> **PAGE EXCERPT**:
Wednesday, April 09, 2008

Psychoanalysis has never been accepted into the scientific community. This makes sense, as the unconscious process is unscientific. Biology or physiology are technologies of human consciousness, tools or extensions of the waking body. These technologies are useless in relation to the unconscious process; they have no effect. The waking body, in effect, turns it back, on the pleasure principle and embraces the reality principle. If the process isn't rational, ignore it. But what is ignored is nevertheless experienced. The experience is political and politics is never wholly rational. Science is captive to politics, a tool of political process.

The fantasy hidden in the scientific method is the fantasy of purity, a spiritual fantasy. The goal is to expand the laboratory until it includes the whole territory, and thus eliminate the unconscious. The method is only efficascious when the reality principle dominates the pleasure principle, that is when the human experience of irrational desire is successfully repressed. Once a people have successfully repressed themselves, they seek to impose that repression on the whole human body, to give all those others the gift of successful repression, the gifts of science, democracy, and capitalism.

But can it actually be realized? Will a human ever be at home in reality?

Monday, April 07, 2008

These words that are joined and separated between a series of beginnings and endings, with the comas, colons, and simicolons, the subject and the object, the past, present, and future, the active and the passive, record the conscious process. The body of writing records my waking lived experience. I have no record of that other lived experience, the dream. It is as if the recording machine is off as I sleep and the experience remains unrecorded until a re-awakening. To "write the dream down" is to superimpose a syntax upon the dream.

> **WORK REQUEST 1**:
Answer these questions about the blog entries on psychoanalysis and the unconscious:
(a) In the April 9 entry, what three gifts do people who have repressed themselves seek to give to others?
(b) What does the April 9 entry say science is captive to?
(c) In the April 7 entry, what does it mean to "write the dream down"?
> **WORK REQUEST 2**:
Print the passage in the blog entries on psychoanalysis from "Monday, April 07, 2008" down to "upon the dream.".
> **WORK REQUEST 3**:
Carry on the April 7 blog entry about writing and the dream, beginning after its final sentence.

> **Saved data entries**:
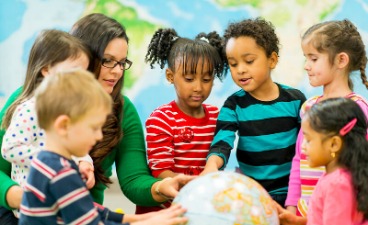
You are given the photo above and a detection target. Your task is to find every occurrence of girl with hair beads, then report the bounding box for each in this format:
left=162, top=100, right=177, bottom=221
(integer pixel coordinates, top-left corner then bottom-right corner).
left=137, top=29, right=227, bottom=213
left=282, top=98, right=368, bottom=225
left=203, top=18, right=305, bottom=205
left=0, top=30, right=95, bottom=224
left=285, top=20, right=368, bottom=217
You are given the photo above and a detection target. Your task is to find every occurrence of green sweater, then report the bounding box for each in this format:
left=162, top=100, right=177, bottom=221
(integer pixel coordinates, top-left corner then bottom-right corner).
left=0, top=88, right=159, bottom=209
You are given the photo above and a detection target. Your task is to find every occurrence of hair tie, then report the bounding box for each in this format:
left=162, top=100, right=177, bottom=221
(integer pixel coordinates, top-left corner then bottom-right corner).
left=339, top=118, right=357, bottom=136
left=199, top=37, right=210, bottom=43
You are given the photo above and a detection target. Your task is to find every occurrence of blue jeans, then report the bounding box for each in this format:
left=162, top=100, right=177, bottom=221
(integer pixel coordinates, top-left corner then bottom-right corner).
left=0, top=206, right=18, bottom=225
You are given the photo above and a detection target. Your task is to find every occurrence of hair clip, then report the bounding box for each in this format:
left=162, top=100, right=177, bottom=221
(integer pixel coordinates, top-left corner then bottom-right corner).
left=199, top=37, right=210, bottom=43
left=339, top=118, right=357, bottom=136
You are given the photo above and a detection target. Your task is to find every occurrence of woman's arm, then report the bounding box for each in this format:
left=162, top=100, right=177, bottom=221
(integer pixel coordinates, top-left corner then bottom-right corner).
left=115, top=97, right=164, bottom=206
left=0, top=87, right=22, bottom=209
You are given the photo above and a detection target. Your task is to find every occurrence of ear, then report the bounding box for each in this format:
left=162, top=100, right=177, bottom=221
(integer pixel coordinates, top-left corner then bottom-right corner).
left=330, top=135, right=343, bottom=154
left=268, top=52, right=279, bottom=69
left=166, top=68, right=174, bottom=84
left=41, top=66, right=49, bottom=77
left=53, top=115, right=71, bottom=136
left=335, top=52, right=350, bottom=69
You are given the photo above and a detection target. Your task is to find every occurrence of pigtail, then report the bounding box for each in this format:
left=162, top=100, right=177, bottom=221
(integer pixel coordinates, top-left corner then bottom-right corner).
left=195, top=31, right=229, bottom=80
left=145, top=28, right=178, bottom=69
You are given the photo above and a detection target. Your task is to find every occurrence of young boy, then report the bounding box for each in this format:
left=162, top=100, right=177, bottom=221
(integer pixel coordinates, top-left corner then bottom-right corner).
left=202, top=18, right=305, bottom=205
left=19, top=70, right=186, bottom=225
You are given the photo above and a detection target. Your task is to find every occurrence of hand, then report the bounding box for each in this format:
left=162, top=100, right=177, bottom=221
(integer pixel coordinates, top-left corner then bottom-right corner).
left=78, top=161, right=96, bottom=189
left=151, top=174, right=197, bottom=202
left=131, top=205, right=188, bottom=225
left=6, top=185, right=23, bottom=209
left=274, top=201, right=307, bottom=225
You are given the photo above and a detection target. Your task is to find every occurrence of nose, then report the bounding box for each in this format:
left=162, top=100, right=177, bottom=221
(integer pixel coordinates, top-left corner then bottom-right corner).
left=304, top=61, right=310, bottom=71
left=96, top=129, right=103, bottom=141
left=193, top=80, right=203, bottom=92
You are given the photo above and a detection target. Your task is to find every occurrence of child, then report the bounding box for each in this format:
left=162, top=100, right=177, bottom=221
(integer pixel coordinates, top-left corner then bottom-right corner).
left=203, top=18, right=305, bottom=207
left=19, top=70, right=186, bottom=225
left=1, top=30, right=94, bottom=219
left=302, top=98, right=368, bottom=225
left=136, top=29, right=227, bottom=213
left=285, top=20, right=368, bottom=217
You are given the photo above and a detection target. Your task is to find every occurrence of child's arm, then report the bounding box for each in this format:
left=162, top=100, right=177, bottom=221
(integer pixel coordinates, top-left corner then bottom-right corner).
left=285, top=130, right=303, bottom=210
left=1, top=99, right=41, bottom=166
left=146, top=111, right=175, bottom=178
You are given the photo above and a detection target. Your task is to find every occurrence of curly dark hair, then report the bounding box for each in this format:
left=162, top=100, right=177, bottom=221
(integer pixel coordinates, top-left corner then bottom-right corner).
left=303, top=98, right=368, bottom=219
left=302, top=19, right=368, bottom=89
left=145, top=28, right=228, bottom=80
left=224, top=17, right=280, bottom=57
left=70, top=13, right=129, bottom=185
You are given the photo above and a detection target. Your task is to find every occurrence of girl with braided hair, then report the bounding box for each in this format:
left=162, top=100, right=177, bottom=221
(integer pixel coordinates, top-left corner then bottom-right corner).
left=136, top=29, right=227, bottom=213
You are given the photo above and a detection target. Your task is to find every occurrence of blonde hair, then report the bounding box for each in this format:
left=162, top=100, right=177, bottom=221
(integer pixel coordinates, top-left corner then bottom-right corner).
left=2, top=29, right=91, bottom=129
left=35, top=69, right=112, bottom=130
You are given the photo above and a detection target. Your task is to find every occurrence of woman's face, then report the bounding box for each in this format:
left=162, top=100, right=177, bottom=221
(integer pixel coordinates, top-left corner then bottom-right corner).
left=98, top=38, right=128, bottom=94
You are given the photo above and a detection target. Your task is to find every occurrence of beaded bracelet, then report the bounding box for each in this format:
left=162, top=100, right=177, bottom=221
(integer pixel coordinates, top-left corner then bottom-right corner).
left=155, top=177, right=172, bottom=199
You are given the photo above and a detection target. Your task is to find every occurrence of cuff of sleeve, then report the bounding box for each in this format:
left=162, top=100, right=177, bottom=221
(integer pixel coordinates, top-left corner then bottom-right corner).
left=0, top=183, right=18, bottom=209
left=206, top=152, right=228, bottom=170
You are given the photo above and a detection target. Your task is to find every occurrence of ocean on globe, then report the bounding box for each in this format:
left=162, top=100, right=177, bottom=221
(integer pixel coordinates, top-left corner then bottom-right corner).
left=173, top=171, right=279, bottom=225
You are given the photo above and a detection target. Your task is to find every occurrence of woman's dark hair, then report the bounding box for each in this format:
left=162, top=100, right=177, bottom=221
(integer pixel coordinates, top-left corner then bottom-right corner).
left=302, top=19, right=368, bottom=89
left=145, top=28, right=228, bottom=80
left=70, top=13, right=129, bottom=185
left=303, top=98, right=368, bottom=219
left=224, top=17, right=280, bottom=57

> **RESPONSE AREA 1**:
(a) Science, democracy, and capitalism.
(b) Politics.
(c) To superimpose a syntax upon the dream.

> **RESPONSE AREA 2**:
Monday, April 07, 2008

These words that are joined and separated between a series of beginnings and endings, with the comas, colons, and simicolons, the subject and the object, the past, present, and future, the active and the passive, record the conscious process. The body of writing records my waking lived experience. I have no record of that other lived experience, the dream. It is as if the recording machine is off as I sleep and the experience remains unrecorded until a re-awakening. To "write the dream down" is to superimpose a syntax upon the dream.

> **RESPONSE AREA 3**:
"The processes of the system Ucs are timeless; i.e. they are not ordered temporally, are not altered by the passage of time, in fact bear no relation to time at all." Freud, Collected Papers. Vol. IV. 119. A sentence is a slice of time. The ordering process and the recording process are the same process; the unconscious process is unrecordable. Upon awakening, the dream is incorporated by conscious process, the memory of a dreamer who had the dream. The interpretation depends upon memory, or, time.

In the model of human experience that I am attempting in this writing, the unconscious process imagines, it does not think; conceptuality is the conscious process, a secondary process which superimposes itself upon imagination. This secondary process is temporal, and minimally four-dimensional; time/space represents human consciousness in the abstract. A sentence begins and ends; before and after there are only images.